The task:
Below are records; count the lines that contain "computer" and give only the total.

---

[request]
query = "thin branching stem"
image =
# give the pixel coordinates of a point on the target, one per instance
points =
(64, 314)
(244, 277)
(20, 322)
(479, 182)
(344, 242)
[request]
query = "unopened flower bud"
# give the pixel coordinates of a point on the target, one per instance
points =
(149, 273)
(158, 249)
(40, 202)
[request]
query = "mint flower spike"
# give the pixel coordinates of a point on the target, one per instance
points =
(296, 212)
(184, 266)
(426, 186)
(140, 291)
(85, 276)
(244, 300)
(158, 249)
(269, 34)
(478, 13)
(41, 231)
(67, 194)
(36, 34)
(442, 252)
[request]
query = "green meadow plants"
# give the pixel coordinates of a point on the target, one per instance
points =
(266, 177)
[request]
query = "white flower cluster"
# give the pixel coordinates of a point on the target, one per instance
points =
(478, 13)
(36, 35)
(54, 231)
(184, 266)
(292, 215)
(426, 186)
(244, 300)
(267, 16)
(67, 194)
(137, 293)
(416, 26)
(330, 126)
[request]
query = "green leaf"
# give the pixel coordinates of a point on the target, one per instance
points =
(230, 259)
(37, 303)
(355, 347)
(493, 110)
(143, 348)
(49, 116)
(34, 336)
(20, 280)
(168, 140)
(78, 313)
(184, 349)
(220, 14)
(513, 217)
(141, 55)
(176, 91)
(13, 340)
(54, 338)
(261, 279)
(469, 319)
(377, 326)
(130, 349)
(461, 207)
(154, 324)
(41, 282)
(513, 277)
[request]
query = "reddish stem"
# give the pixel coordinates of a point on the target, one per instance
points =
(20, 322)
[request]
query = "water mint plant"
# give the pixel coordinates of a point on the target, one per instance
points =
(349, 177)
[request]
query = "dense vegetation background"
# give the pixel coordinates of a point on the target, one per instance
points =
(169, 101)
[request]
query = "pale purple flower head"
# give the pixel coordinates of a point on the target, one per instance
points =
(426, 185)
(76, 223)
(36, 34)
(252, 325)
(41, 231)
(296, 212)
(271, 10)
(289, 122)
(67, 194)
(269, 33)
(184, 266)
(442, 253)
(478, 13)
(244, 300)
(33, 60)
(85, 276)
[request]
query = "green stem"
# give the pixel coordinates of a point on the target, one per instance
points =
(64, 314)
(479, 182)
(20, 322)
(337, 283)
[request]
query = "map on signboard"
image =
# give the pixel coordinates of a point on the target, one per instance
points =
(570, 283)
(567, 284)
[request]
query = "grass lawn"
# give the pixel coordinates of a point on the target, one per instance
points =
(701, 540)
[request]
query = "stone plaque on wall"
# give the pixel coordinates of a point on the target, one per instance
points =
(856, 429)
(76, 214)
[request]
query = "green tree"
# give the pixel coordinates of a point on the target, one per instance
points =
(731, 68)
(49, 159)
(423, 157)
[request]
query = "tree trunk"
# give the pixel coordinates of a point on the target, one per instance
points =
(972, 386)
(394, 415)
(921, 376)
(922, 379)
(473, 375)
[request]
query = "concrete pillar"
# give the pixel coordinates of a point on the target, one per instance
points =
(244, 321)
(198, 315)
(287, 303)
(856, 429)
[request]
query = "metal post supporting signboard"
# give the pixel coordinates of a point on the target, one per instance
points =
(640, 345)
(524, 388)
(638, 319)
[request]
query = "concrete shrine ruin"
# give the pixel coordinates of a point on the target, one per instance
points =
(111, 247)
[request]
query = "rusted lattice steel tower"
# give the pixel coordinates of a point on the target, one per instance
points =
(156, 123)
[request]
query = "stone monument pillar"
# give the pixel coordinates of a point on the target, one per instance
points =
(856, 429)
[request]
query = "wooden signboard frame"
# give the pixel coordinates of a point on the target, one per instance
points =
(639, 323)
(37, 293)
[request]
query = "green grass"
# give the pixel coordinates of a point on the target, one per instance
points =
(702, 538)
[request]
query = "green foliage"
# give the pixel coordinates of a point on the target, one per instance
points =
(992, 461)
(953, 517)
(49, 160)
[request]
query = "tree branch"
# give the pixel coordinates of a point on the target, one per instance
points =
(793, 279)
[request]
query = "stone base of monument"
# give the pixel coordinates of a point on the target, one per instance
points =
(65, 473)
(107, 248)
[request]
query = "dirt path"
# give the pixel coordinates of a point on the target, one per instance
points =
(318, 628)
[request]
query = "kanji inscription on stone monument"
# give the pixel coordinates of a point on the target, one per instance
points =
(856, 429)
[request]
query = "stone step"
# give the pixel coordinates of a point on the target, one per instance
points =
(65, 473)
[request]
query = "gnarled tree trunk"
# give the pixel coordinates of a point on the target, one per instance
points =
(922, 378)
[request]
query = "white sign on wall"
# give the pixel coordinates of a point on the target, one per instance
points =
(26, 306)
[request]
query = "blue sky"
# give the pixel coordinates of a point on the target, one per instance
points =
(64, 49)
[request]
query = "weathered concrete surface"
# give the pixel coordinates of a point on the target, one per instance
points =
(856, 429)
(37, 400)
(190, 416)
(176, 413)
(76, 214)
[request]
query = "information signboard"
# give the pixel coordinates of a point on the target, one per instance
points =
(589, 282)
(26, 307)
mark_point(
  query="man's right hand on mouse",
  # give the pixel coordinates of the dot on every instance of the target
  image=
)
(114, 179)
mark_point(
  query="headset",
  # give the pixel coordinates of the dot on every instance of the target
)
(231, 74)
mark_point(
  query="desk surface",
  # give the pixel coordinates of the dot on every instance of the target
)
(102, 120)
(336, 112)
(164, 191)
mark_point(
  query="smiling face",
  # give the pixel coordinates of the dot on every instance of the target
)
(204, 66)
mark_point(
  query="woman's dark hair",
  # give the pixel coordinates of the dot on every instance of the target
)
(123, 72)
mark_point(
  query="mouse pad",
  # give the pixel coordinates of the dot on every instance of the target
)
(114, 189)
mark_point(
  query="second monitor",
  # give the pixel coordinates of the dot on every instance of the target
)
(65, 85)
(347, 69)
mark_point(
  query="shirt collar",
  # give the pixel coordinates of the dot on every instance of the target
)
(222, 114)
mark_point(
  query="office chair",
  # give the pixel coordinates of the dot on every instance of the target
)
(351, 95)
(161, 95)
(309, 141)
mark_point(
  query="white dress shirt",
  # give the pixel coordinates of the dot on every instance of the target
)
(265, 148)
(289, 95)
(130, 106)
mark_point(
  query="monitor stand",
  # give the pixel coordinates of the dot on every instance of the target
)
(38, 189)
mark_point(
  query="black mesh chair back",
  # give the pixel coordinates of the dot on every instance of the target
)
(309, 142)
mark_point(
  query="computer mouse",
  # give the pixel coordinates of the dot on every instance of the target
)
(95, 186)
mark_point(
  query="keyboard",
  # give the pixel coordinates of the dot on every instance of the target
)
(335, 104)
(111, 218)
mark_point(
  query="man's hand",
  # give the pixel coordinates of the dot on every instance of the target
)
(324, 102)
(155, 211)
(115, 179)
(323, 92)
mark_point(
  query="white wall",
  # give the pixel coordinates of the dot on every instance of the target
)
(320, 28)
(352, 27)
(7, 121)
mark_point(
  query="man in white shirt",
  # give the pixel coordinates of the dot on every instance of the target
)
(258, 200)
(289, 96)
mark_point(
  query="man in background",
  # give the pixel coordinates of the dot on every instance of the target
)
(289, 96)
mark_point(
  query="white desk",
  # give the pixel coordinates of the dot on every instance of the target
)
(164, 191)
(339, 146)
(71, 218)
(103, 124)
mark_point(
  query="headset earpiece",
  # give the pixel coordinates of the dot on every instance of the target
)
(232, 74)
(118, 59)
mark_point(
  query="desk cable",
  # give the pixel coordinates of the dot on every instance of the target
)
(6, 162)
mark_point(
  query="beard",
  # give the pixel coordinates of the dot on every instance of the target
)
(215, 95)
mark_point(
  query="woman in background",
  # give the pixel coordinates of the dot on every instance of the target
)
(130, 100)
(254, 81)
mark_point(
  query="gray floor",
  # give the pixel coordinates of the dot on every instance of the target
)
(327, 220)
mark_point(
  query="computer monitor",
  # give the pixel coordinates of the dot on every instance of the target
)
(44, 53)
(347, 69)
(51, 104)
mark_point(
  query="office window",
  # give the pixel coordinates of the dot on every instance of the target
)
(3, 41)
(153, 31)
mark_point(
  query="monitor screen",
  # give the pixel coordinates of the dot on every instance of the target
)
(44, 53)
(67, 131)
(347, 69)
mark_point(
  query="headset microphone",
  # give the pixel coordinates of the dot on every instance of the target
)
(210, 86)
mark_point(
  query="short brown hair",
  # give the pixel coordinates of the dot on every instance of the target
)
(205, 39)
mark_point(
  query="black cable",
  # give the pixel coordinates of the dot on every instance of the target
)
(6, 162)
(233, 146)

---

Exercise output:
2